- **GOALS**
a - From the hiring transcript, write out the passage from "Jason (17:45): So" to "an odd mismatch.".
b - Translate this sentence from the hiring transcript into Spanish: "Well, part of that of course is because the people who typically write the job ads aren’t the ones who are in that role."
c - Please give what follows the final sentence of the hiring transcript, carrying the conversation on from there.

- **TEXT SEGMENT**
========

David (15:00): No. We brought someone on in a contractor role recently to deal with some JavaScript work that we didn’t have anyone dedicated to do. Not that the programs we already have couldn’t do that, but there was a bit of, it hurts. We’ve had some issues. We’ve wanted to move our editors forward, both the new House markdown editor that we use in write book and also our tricks editor. So we were like, you know what? This has been irking us for quite some time now. Can we do something here? Let’s start with a contractor. So that’s an example actually of hiring when it hurts. I think that applies quite specifically there, but I will say we have done more of that in the past. Some of those examples we talked about with the legal stuff or with the middle management stuff, some of that was speculative and anticipatory.
(15:48): We were thinking if we get a little bigger, if we go somewhere here, if we do these other things, we should have these capacities by the time we arrived there. And I will say that that didn’t pan out very well. It was speculative and it was anticipatory in a way where unlike these roles we just talked about with you and Chad where there were concrete tasks, there were concrete videos, there were concrete onboarding flows that we wanted to revisit, this was a lot more fuzzy. This is like, I guess if we’re more people, we have someone maybe kind of overseeing something very fuzzy. And I think that’s what higher, when it hurts encapsulates. It shouldn’t be fuzzy. You should be able to spell out here’s 10 things this person will do in their first month. Very concrete points and the points aren’t like, oh, that’d be nice to have.
(16:40): They’re like, oh man, we’ve got to have this. We must have this. And it’s funny because that’s actually how we write our job openings now. Our job openings will spell out, I think the latest one you had, Jason also had like 5, 6, 7, 8 things where you went, here are specific projects that someone in this role could have been working on in the last month, and I think that’s a wonderful clarifying function. And it’s something actually I wish that more companies would copy. Jason, you just posted this new opening for the designer and I always think, why aren’t more people writing the job postings like this? Maybe they don’t want to be as blunt as we are in some of the introduction to the role. You go very explicit about we’re not hiring a decorator, we’re hiring a designer, but the part about thinking through what’s this person going to do, not fuzzily in a year but concretely on month one I think is incredibly clarifying.
Jason (17:38): Well, part of that of course is because the people who typically write the job ads aren’t the ones who are in that role.
David (17:45): Yes.
Jason (17:45): So an HR department might write the job ad and they can generalize in terms of hitting certain targets on experience or skills or whatever, but they may not be up to speed on the things specifically that that person would’ve done a month ago. Now they could ask though, but I agree job ads are some of the most poorly written descriptions of things that people really desperately want to fill and fit. It’s an odd mismatch.

========

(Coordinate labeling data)
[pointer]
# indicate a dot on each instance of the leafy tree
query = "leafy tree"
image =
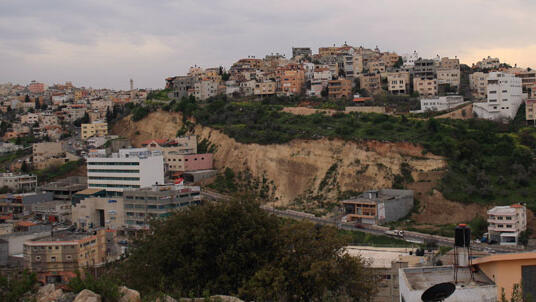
(237, 248)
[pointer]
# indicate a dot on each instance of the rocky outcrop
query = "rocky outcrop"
(87, 296)
(49, 293)
(129, 295)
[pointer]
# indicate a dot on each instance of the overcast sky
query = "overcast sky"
(103, 43)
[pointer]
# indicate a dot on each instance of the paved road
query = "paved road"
(414, 237)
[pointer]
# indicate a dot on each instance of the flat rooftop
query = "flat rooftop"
(422, 278)
(380, 257)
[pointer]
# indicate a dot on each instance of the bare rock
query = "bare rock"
(129, 295)
(49, 293)
(87, 296)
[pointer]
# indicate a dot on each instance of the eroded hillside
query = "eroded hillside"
(302, 167)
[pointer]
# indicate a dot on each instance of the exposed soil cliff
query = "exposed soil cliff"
(300, 168)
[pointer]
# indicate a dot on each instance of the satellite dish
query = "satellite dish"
(438, 292)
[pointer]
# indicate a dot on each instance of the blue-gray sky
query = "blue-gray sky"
(103, 43)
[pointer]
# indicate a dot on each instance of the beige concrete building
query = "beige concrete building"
(341, 88)
(398, 82)
(425, 87)
(97, 212)
(478, 81)
(264, 88)
(97, 128)
(448, 76)
(371, 82)
(56, 259)
(505, 223)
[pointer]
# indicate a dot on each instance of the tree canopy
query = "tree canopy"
(237, 248)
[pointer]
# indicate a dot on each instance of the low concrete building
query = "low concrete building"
(64, 189)
(386, 262)
(57, 258)
(441, 103)
(413, 282)
(505, 223)
(376, 207)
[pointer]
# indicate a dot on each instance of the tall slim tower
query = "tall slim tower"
(131, 89)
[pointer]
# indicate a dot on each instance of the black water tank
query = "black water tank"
(462, 236)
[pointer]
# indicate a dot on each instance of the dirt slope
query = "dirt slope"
(302, 167)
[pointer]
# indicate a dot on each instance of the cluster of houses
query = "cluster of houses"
(347, 72)
(42, 111)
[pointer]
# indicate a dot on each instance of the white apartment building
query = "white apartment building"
(409, 59)
(129, 168)
(448, 76)
(205, 89)
(441, 103)
(505, 223)
(398, 82)
(478, 82)
(504, 96)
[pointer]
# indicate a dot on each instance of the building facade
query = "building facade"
(505, 223)
(129, 168)
(504, 96)
(375, 207)
(97, 128)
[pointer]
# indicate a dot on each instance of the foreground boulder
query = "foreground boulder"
(87, 296)
(129, 295)
(49, 293)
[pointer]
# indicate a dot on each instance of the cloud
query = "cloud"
(102, 43)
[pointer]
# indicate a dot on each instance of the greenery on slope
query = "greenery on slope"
(487, 161)
(236, 248)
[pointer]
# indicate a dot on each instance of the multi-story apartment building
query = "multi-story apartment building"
(18, 182)
(409, 59)
(528, 79)
(98, 128)
(371, 82)
(205, 89)
(29, 118)
(398, 82)
(376, 66)
(36, 87)
(341, 88)
(425, 86)
(143, 205)
(504, 96)
(505, 223)
(425, 69)
(448, 76)
(530, 110)
(301, 52)
(47, 154)
(129, 168)
(488, 63)
(478, 81)
(264, 88)
(292, 82)
(57, 258)
(181, 86)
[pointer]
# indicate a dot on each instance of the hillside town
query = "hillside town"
(75, 194)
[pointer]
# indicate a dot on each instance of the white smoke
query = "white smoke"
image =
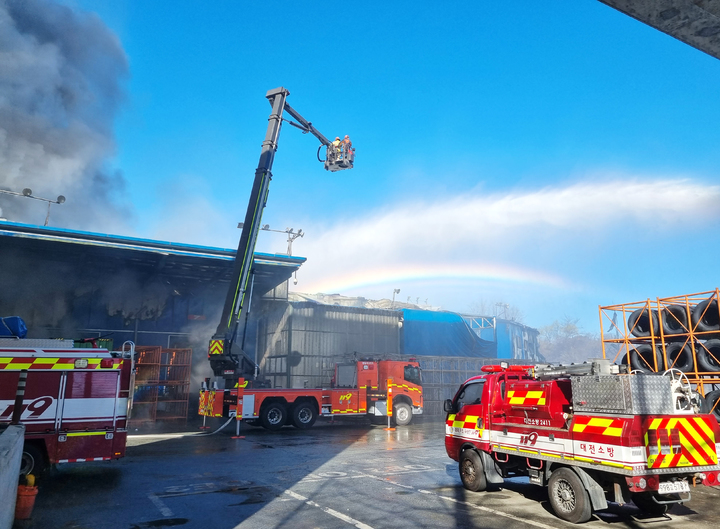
(61, 75)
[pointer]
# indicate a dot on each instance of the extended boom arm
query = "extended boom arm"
(226, 354)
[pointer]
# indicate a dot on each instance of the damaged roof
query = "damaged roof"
(170, 259)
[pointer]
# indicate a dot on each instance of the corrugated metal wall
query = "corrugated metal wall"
(312, 337)
(443, 375)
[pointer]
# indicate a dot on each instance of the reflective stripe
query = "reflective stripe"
(216, 347)
(64, 364)
(526, 398)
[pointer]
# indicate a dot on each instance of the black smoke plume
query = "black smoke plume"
(61, 84)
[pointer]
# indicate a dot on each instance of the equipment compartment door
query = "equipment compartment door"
(86, 429)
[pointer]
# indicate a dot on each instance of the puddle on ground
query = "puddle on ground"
(165, 522)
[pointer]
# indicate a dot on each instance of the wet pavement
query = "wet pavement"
(344, 474)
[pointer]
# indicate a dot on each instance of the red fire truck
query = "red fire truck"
(76, 400)
(363, 388)
(588, 432)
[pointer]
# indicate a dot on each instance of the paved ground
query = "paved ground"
(339, 475)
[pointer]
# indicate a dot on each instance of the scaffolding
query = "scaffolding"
(679, 332)
(162, 385)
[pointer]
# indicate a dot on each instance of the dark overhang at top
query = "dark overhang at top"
(107, 253)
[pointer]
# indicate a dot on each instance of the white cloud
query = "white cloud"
(497, 235)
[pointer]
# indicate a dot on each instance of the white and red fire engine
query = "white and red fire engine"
(363, 388)
(588, 432)
(76, 400)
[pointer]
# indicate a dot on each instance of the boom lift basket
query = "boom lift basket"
(339, 159)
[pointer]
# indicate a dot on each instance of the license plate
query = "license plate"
(669, 487)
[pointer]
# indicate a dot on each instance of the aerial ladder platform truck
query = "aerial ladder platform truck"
(362, 387)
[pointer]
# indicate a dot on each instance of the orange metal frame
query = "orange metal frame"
(615, 318)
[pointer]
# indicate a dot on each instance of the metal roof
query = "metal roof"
(177, 260)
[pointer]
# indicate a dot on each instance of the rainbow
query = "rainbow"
(440, 273)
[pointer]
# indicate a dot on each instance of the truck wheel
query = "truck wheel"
(273, 416)
(472, 473)
(33, 460)
(644, 501)
(304, 415)
(402, 413)
(568, 496)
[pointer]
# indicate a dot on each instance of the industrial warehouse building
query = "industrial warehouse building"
(71, 284)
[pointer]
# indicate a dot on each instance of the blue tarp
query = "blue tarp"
(430, 333)
(13, 326)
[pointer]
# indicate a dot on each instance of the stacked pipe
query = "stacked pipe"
(681, 333)
(675, 330)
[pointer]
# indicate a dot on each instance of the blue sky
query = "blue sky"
(552, 155)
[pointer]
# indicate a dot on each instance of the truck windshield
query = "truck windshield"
(412, 374)
(471, 394)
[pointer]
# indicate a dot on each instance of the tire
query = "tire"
(705, 316)
(680, 357)
(641, 358)
(708, 355)
(472, 473)
(711, 400)
(33, 460)
(568, 496)
(644, 502)
(639, 322)
(402, 413)
(273, 416)
(673, 319)
(304, 415)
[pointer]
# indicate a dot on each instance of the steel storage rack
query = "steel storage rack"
(679, 332)
(162, 385)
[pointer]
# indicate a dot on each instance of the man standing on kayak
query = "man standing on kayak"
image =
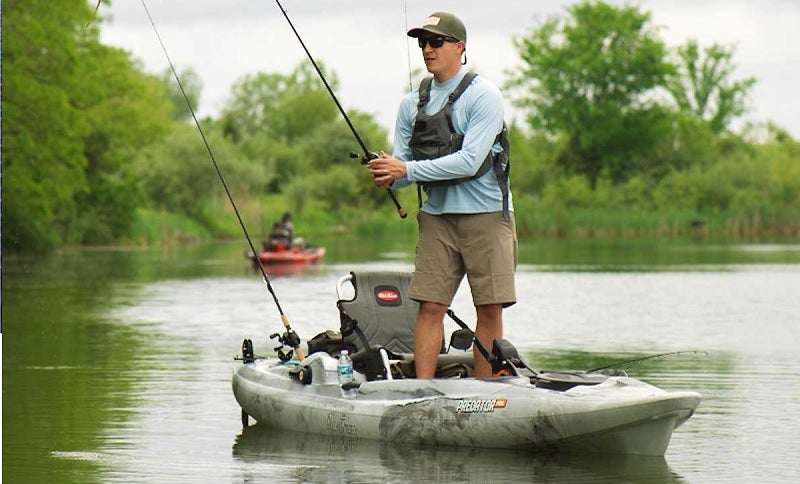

========

- **EXPECTED RESULTS**
a -
Jason (17:45): So an HR department might write the job ad and they can generalize in terms of hitting certain targets on experience or skills or whatever, but they may not be up to speed on the things specifically that that person would’ve done a month ago. Now they could ask though, but I agree job ads are some of the most poorly written descriptions of things that people really desperately want to fill and fit. It’s an odd mismatch.

b - Bueno, parte de eso, por supuesto, se debe a que las personas que normalmente redactan los anuncios de empleo no son las que ocupan ese puesto.

c -
Kimberly (18:10): I also think, and I’ll link to this job posting, which is open through March 24th, but I think it’s interesting how it’s written is really how we write and Jason, how you write for the website. It is in paragraph form. It’s not just a long laundry list of bullet points, which is what most job descriptions are.
Jason (18:27): I mean there’s a little bit of information on some things you should be able to do, but we don’t have a bullet list of tools you need to know how to use and how many years of experience you must have in those tools and that whole traditional structured job ad, which is just silly.
Kimberly (18:44): Okay, we’re going to move on. Thank you Mariana for that question. The next is a voicemail that came from Jackson.
Jackson (18:50): Hey, just want to say great job. I’m just wondering how are you guys able to stay so involved with the community being that you guys are running a company that size? I’m just curious to how you guys are so accessible and how you guys are able to do so much.
Kimberly (19:16): When he says community, I don’t think he means our Basecamp community. I think he just means community at large, but you guys are very accessible. You answer your own emails. How are you able to do all of that?
Jason (19:27): I’m surprised when people can’t do all of that. I’m like, what are you doing that you don’t have some time to get back to people?
Kimberly (19:34): They’re in meetings all day.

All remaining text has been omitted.